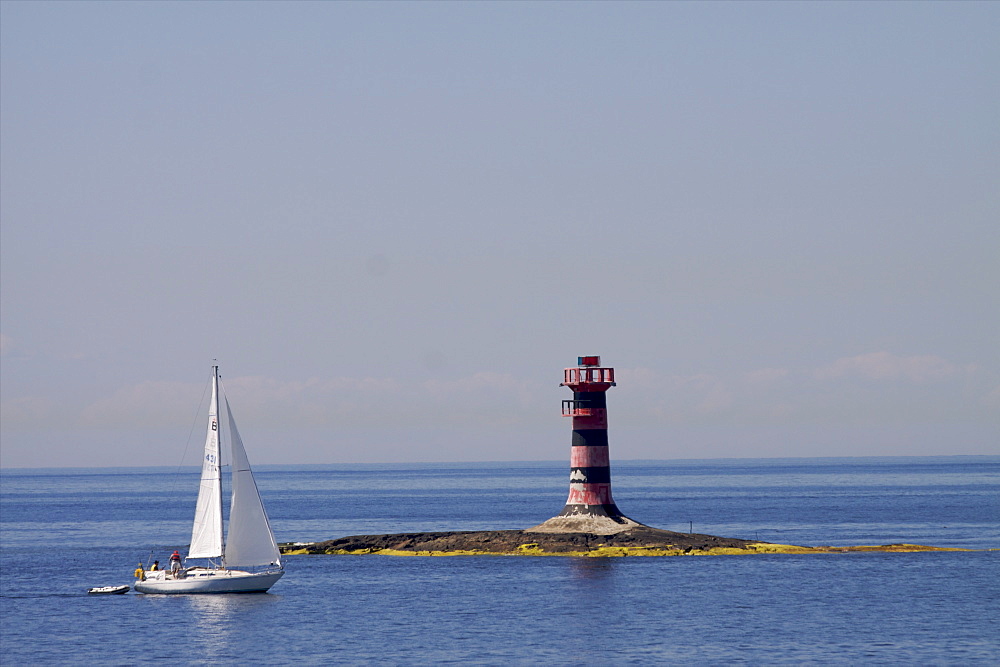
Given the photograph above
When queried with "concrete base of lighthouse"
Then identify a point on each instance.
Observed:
(593, 519)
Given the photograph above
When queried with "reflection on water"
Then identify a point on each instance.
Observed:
(590, 569)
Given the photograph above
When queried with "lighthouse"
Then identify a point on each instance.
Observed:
(590, 507)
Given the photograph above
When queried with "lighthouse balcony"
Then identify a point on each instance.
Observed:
(589, 375)
(573, 408)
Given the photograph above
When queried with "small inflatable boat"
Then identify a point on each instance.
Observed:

----

Description of the task →
Output every entry above exactly as written, but omit the pictures.

Reply →
Given the photograph above
When queried with "concrete base of lighthouse"
Then identify a point on each instance.
Observed:
(593, 519)
Given the photograph above
When queried with "reflection on water"
Then identify a point on each instance.
Observed:
(590, 569)
Given the photograph above
When queried with "lighthouse"
Then identify a point on each instance.
Observed:
(590, 507)
Given the photograph above
When queried with "lighthouse balcony"
Then identify a point on each instance.
Observed:
(589, 375)
(573, 408)
Given the photograph above
When queried with "small inflatable boat"
Then identify a point on each instance.
Observed:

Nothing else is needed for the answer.